→ **What you are asked to do**
Emit the line that holds "Target: wooden water wheel" and all lines following it through the end of the data, verbatim, and nothing else.

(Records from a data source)
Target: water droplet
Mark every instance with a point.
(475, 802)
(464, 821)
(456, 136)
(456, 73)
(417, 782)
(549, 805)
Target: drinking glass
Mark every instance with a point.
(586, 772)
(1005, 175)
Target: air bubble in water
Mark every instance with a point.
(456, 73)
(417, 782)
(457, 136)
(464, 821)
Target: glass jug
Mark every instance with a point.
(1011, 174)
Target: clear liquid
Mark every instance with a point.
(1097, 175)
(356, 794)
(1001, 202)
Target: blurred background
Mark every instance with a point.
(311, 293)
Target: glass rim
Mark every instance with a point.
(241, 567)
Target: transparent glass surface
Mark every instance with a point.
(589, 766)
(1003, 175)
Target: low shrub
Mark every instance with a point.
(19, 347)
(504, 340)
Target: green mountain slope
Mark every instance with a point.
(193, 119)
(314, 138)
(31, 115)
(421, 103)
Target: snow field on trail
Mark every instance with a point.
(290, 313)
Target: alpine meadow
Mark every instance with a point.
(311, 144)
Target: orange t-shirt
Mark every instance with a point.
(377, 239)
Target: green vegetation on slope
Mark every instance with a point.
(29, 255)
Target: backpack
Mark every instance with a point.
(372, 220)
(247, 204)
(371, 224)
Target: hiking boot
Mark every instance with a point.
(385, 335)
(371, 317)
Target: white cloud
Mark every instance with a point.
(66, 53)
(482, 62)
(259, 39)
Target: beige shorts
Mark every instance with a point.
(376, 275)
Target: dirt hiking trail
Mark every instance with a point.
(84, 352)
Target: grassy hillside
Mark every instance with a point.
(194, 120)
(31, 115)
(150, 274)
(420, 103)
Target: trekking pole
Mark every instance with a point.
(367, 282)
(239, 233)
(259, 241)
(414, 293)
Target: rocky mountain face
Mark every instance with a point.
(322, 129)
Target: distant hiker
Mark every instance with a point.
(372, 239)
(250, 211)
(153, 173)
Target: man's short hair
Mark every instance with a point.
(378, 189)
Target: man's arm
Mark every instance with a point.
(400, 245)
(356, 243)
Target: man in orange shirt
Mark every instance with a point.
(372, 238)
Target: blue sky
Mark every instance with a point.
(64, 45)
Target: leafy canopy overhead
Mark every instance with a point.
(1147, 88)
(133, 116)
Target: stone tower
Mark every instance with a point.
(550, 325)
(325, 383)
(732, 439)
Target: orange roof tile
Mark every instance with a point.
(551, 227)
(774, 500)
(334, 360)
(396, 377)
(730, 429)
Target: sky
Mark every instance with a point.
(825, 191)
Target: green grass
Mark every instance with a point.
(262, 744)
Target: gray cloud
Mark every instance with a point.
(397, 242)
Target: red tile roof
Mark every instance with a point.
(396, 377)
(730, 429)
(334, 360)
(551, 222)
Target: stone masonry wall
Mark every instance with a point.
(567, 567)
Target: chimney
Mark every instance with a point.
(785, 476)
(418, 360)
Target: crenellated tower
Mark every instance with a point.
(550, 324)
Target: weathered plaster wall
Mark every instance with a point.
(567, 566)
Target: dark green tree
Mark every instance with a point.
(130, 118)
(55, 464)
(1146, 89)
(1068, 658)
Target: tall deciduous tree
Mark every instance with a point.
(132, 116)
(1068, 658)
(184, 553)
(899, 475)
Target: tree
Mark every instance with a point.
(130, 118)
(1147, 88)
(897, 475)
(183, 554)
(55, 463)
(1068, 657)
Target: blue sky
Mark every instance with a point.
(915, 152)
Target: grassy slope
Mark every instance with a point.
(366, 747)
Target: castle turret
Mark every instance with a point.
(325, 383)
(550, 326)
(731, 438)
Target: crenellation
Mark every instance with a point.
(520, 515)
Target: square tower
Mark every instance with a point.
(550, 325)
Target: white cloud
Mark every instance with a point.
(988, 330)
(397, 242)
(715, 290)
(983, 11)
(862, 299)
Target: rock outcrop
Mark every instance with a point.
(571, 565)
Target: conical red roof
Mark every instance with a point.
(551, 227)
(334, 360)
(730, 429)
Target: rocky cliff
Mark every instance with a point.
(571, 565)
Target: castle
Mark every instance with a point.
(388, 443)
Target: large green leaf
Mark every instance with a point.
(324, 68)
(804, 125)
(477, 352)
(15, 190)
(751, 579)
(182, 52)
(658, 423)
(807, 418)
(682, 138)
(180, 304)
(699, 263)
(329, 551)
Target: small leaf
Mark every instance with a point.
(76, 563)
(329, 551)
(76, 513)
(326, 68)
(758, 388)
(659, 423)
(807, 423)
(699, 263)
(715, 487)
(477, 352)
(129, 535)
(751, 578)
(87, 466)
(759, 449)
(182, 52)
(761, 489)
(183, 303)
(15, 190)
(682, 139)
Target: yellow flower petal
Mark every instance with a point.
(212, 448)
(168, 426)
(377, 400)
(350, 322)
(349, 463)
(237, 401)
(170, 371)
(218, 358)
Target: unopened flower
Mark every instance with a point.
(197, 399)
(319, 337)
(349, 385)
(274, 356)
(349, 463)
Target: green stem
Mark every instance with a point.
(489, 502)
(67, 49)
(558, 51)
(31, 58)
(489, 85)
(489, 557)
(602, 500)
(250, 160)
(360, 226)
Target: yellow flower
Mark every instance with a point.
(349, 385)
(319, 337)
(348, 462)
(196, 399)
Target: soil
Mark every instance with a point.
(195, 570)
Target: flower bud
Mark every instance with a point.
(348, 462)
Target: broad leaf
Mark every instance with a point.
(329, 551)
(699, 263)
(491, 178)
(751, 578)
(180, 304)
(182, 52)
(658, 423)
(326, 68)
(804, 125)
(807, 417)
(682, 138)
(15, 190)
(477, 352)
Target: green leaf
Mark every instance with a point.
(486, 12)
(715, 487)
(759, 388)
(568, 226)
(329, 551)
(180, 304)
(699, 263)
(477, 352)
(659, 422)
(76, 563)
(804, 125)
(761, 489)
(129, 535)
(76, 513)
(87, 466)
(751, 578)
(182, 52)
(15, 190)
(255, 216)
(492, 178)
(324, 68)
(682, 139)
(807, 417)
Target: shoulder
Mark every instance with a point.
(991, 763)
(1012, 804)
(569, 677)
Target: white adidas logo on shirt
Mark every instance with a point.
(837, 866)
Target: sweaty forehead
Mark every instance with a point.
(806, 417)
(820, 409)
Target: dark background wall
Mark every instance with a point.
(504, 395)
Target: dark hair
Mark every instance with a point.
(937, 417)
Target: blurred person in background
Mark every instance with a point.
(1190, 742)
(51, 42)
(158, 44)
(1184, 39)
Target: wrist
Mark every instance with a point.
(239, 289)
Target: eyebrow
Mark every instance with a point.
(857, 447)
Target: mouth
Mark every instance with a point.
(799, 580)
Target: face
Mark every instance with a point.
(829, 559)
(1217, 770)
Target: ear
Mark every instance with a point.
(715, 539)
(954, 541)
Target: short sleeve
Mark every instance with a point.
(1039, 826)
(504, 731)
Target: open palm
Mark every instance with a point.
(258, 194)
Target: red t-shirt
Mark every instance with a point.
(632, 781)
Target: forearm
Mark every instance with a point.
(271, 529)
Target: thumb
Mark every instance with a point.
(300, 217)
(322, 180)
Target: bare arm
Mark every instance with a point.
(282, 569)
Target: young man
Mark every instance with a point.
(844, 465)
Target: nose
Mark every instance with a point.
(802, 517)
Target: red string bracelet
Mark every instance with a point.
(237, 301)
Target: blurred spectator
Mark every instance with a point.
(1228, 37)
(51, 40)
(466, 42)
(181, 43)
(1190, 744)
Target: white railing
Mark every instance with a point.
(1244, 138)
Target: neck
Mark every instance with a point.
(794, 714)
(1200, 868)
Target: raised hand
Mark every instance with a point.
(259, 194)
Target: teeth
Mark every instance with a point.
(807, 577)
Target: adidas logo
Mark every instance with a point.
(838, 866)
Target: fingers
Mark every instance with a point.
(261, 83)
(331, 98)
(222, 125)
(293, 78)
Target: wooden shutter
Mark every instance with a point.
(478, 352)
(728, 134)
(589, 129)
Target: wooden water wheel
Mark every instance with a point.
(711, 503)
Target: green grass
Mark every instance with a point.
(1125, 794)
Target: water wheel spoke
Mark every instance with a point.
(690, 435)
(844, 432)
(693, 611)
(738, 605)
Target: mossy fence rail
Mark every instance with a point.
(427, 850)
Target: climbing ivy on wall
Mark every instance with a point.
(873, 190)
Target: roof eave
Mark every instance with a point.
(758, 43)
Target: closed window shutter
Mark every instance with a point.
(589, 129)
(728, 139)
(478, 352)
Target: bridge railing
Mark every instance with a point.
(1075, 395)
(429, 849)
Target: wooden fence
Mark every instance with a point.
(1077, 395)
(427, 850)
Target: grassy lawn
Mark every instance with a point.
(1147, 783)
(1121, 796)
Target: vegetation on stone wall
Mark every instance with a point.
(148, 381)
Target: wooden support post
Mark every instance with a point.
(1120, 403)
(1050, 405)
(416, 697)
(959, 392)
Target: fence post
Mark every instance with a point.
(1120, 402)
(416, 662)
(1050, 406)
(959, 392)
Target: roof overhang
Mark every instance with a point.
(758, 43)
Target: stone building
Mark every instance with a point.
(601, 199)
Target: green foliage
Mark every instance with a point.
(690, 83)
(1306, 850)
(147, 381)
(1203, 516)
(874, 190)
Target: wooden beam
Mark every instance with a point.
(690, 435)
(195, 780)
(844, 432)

→ **Result**
Target: wooden water wheel
Mark every instance with a point.
(711, 503)
Target: green grass
Mark every instance with a point.
(1125, 794)
Target: water wheel spoke
Mark every instance with a point.
(690, 435)
(844, 432)
(693, 611)
(738, 605)
Target: mossy fence rail
Mark every instance with a point.
(427, 850)
Target: climbing ivy on wall
Mark every instance with a point.
(873, 190)
Target: roof eave
Mark every instance with a point.
(758, 43)
Target: closed window shutter
Mark every instance with a point.
(589, 129)
(728, 139)
(478, 352)
Target: bridge railing
Mark every instance with a point.
(1075, 395)
(429, 849)
Target: wooden fence
Mark every instance with a point.
(1077, 395)
(427, 850)
Target: grassy lawn
Mark every instance with a point.
(1147, 783)
(1121, 796)
Target: vegetation on stone wall
Mark every instance with a point.
(148, 381)
Target: wooden support post
Mark every instance with a point.
(1120, 403)
(1050, 405)
(416, 697)
(959, 392)
Target: fence post
Mark every instance with a point.
(1120, 402)
(416, 662)
(1050, 406)
(959, 392)
Target: roof overhang
Mark every instance with a point.
(758, 43)
Target: stone building
Mark every instance with a point.
(601, 199)
Target: green foliage
Mark every instance with a point.
(690, 83)
(1306, 850)
(147, 381)
(1203, 516)
(874, 190)
Target: wooden beam
Mark every instance with a point.
(690, 435)
(195, 780)
(844, 432)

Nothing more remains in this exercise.